- **GIVEN TASK A**
In the page on maximizing an inner product over two hyperspheres, where must the vector z lie?
- **GIVEN TASK B**
Check each statement against the page on maximizing an inner product over two hyperspheres. (i) The vectors a, b and h all belong to ℝⁿ. (ii) The hypersphere S₂ is centered at a with radius p. (iii) The inner product of h with z* equals f. For each one, answer yes or no and quote the words of the page that decide it.
- **GIVEN TASK C**
Write the next part of the page on maximizing an inner product in the intersection of two hyperspheres, starting after its final heading.

- **SUPPLIED TEXT**
Maximizing inner product in the intersection of two hyperspheres (2つの超球の共通部分内で内積を最大化する)
Problem setup (問題設定)
Given vectors \(a, b, h\in \mathbb{R}^n\) and positive numbers \(p, q > 0\), we would like to maximize the inner product \(h^\top z\) on condition that \(z\) is in the intersection of two hyperspheres \(S_1 = \{ z \mid \|z - a\| \leq p \}\) and \(S_2 = \{ z \mid \|z - b\| \leq q \}\).
What we would like to compute are summarized as \(f\) and \(z^*\) below:
\(f = \max_{ z\in S_1 \cap S_2 } h^\top z,\)
\(z^* = \mathrm{arg}\max_{z\in S_1 \cap S_2} h^\top z.\)
(i.e., \(h^\top z^* = f\).)
Intuitively, since we consider the inner product, what we would like to find is the largest vector among \(S_1 \cap S_2\) having the largest magnitude for the direction of \(h\) (see the figure below).
ベクトル \(a, b, h\in \mathbb{R}^n\) および正の実数 \(p, q > 0\) について、 ベクトル \(z\) は二つの超球 \(S_1 = \{ z \mid \|z - a\| \leq p \}\) および \(S_2 = \{ z \mid \|z - b\| \leq q \}\) の積集合の中にあるとする。 このとき、内積 \(h^\top z\) を最大化するような \(z\) は何であるだろうか。
これは、以下の \(f\) および \(z^*\) を得ることともいえる:
\(f = \max_{ z\in S_1 \cap S_2 } h^\top z,\)
\(z^* = \mathrm{arg}\max_{z\in S_1 \cap S_2} h^\top z.\)
(つまり、\(h^\top z^* = f\).)
直感的には、求めたいのが内積であるのだから、\(S_1 \cap S_2\) 内のベクトルで、\(h\) の向きに大きさが最も大きいものを求めればよい(上図参照)。
Solution (答え)

- **RECORDS SHOWN**
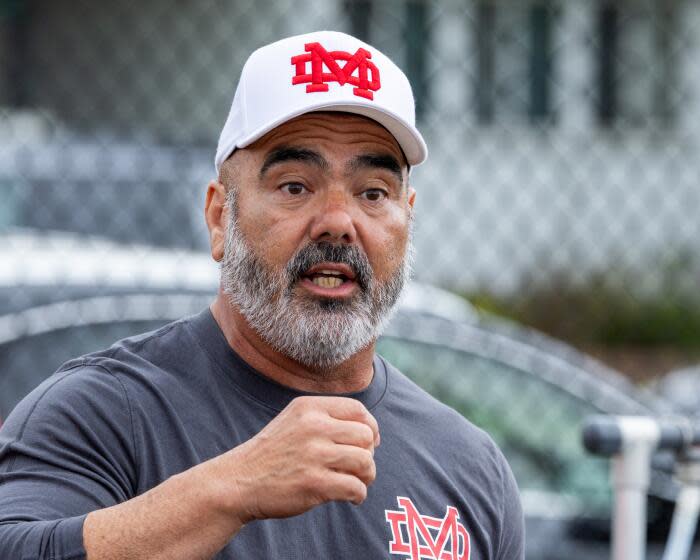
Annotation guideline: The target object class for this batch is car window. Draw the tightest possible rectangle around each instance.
[0,320,167,419]
[378,337,611,515]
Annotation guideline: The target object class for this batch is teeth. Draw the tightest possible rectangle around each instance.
[311,276,343,288]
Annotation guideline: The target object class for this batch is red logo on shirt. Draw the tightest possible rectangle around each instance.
[292,43,382,99]
[384,496,469,560]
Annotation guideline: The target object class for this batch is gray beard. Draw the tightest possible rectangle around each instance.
[221,188,413,370]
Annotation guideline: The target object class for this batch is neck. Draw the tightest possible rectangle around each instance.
[211,290,374,394]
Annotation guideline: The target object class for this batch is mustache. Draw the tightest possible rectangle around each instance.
[287,241,373,290]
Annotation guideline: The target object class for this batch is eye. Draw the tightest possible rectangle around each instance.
[360,189,388,202]
[280,183,308,196]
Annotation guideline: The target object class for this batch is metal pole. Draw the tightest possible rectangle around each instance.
[612,417,660,560]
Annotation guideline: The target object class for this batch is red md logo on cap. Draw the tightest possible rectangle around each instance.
[292,43,382,99]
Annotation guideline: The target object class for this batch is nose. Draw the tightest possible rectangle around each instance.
[309,191,357,244]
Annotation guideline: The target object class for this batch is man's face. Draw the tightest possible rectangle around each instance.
[222,113,413,369]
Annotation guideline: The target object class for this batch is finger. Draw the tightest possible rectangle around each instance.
[320,397,380,447]
[328,419,375,451]
[323,471,367,505]
[326,445,377,485]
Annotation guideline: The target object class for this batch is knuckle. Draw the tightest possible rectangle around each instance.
[350,483,367,504]
[360,425,374,447]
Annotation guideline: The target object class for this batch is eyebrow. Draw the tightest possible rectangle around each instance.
[259,146,330,179]
[348,154,403,185]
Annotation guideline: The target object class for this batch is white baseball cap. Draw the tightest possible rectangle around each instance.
[214,31,428,173]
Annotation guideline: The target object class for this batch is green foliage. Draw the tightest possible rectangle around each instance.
[463,253,700,353]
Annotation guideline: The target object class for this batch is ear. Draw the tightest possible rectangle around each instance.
[408,187,416,209]
[204,180,228,262]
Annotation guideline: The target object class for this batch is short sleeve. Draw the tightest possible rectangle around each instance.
[0,363,137,560]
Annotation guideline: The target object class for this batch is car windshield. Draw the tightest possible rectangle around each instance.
[378,337,611,516]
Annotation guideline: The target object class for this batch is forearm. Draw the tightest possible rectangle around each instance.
[83,463,242,560]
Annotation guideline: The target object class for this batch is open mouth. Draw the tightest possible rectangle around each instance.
[302,263,357,295]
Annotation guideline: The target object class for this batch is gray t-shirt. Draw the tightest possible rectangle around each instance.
[0,309,524,560]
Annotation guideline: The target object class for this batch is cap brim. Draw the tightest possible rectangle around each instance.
[232,101,428,167]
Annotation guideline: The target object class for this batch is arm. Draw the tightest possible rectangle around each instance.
[0,372,378,560]
[84,397,379,560]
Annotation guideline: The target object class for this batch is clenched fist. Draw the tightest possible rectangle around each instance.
[209,397,379,523]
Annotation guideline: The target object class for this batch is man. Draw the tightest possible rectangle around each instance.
[0,32,523,560]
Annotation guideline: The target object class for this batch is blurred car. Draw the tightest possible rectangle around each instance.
[0,231,688,560]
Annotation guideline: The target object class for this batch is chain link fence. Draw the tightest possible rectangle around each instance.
[0,0,700,558]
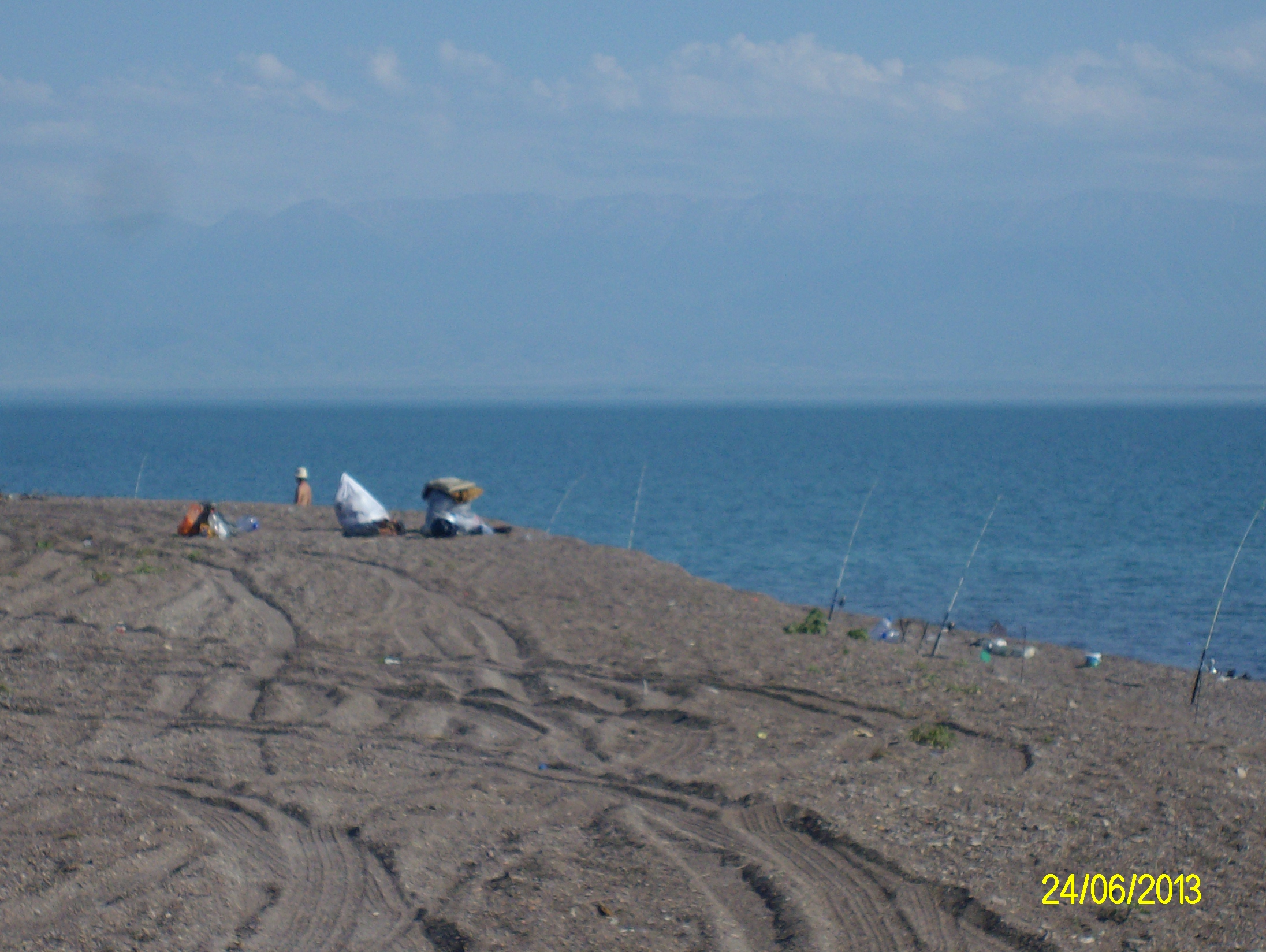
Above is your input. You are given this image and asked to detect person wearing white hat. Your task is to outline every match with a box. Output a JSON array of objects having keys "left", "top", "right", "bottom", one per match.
[{"left": 295, "top": 466, "right": 312, "bottom": 505}]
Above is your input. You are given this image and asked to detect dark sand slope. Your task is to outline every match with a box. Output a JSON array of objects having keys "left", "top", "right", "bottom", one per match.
[{"left": 0, "top": 500, "right": 1266, "bottom": 952}]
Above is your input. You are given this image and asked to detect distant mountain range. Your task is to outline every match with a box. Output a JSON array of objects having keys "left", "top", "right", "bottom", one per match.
[{"left": 0, "top": 194, "right": 1266, "bottom": 400}]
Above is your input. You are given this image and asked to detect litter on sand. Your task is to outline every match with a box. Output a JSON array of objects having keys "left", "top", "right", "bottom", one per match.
[
  {"left": 334, "top": 472, "right": 404, "bottom": 536},
  {"left": 422, "top": 476, "right": 510, "bottom": 540},
  {"left": 176, "top": 501, "right": 237, "bottom": 540}
]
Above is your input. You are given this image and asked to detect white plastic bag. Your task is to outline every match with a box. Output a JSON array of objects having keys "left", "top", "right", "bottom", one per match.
[
  {"left": 870, "top": 618, "right": 902, "bottom": 642},
  {"left": 206, "top": 511, "right": 237, "bottom": 540},
  {"left": 334, "top": 472, "right": 391, "bottom": 530}
]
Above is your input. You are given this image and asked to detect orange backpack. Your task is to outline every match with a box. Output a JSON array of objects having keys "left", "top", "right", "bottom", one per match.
[{"left": 176, "top": 503, "right": 203, "bottom": 536}]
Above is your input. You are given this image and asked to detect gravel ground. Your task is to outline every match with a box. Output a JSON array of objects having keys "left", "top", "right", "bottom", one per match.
[{"left": 0, "top": 499, "right": 1266, "bottom": 952}]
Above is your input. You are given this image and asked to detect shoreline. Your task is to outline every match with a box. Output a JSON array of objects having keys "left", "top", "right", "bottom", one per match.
[{"left": 0, "top": 497, "right": 1266, "bottom": 950}]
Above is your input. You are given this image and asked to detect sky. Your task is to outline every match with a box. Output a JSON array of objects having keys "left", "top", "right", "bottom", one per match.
[{"left": 0, "top": 0, "right": 1266, "bottom": 225}]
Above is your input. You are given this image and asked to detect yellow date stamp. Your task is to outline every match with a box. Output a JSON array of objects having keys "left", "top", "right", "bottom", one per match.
[{"left": 1042, "top": 872, "right": 1204, "bottom": 905}]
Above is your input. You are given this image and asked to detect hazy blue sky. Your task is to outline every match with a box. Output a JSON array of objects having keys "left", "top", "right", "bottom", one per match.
[{"left": 0, "top": 0, "right": 1266, "bottom": 223}]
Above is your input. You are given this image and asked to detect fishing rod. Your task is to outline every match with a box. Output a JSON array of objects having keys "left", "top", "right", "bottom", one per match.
[
  {"left": 932, "top": 492, "right": 1003, "bottom": 657},
  {"left": 132, "top": 453, "right": 150, "bottom": 499},
  {"left": 546, "top": 470, "right": 589, "bottom": 536},
  {"left": 1191, "top": 499, "right": 1266, "bottom": 710},
  {"left": 826, "top": 480, "right": 878, "bottom": 622},
  {"left": 624, "top": 462, "right": 646, "bottom": 548}
]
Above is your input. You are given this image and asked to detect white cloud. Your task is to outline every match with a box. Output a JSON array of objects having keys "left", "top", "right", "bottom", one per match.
[
  {"left": 243, "top": 53, "right": 299, "bottom": 85},
  {"left": 1196, "top": 20, "right": 1266, "bottom": 82},
  {"left": 12, "top": 119, "right": 94, "bottom": 148},
  {"left": 589, "top": 53, "right": 642, "bottom": 113},
  {"left": 660, "top": 33, "right": 905, "bottom": 117},
  {"left": 0, "top": 76, "right": 53, "bottom": 106},
  {"left": 370, "top": 47, "right": 409, "bottom": 92},
  {"left": 238, "top": 53, "right": 352, "bottom": 113},
  {"left": 440, "top": 39, "right": 505, "bottom": 86},
  {"left": 299, "top": 80, "right": 352, "bottom": 113}
]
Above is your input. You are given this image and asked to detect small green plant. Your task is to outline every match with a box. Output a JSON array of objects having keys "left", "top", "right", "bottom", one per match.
[
  {"left": 910, "top": 724, "right": 954, "bottom": 751},
  {"left": 783, "top": 608, "right": 826, "bottom": 634}
]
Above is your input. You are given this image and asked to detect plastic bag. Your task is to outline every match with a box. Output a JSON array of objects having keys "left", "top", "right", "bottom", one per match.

- **WRITTEN REPLY A**
It must lie in the intersection of the two hyperspheres S₁ and S₂.

- **WRITTEN REPLY B**
(i) Yes: "Given vectors \(a, b, h\in \mathbb{R}^n\)"
(ii) No: "\(S_2 = \{ z \mid \|z - b\| \leq q \}\)"
(iii) Yes: "i.e., \(h^\top z^* = f\)."

- **WRITTEN REPLY C**
Step 1: Judge whether the optimum in question (optimum for two hyperspheres) is calculated as the optimum of either hypersphere (求めたいものは2つの超球についての最適値だが、それを1つの超球の最適値として得られるか判定する)
First we define the followings:
\(f_1 = \max_{z\in S_1} h^\top z,\)
\(f_2 = \max_{z\in S_2} h^\top z,\)
\(z^*_1 = \mathrm{arg}\max_{z\in S_1} h^\top z,\)
\(z^*_2 = \mathrm{arg}\max_{z\in S_2} h^\top z.\)
Then \(z^*_1\) and \(z^*_2\) are computed as:
\(z^*_1 = a + \frac{p}{\|h\|}h,\)
\(z^*_2 = b + \frac{q}{\|h\|}h.\)
Therefore,
- If \(z^*_1\in S_2\), then \(z^* = z^*_1\) and thus \(f = f_1 = h^\top z^*_1\).
- If \(z^*_2\in S_1\), then \(z^* = z^*_2\) and thus \(f = f_2 = h^\top z^*_2\).
- Otherwise, go to step 2.
Step 2: Calculate the optimum specifically when the optimum is not obtained as the optimum of either hypersphere (最適値が1つの超球の最適値として得られない場合に、具体的に計算する)
In this case, \(z^*\) is calculated as
\[z^* = c + \frac{\zeta}{\|\mu\|}\mu,\]where
\(d = \|b - a\|,\)
\(\omega = \frac{1}{2} - \frac{q^2 - p^2}{2 d^2},\)
\(c = a + \omega(b - a),\)
\(\zeta^2 = p^2 - \omega^2 d^2,\)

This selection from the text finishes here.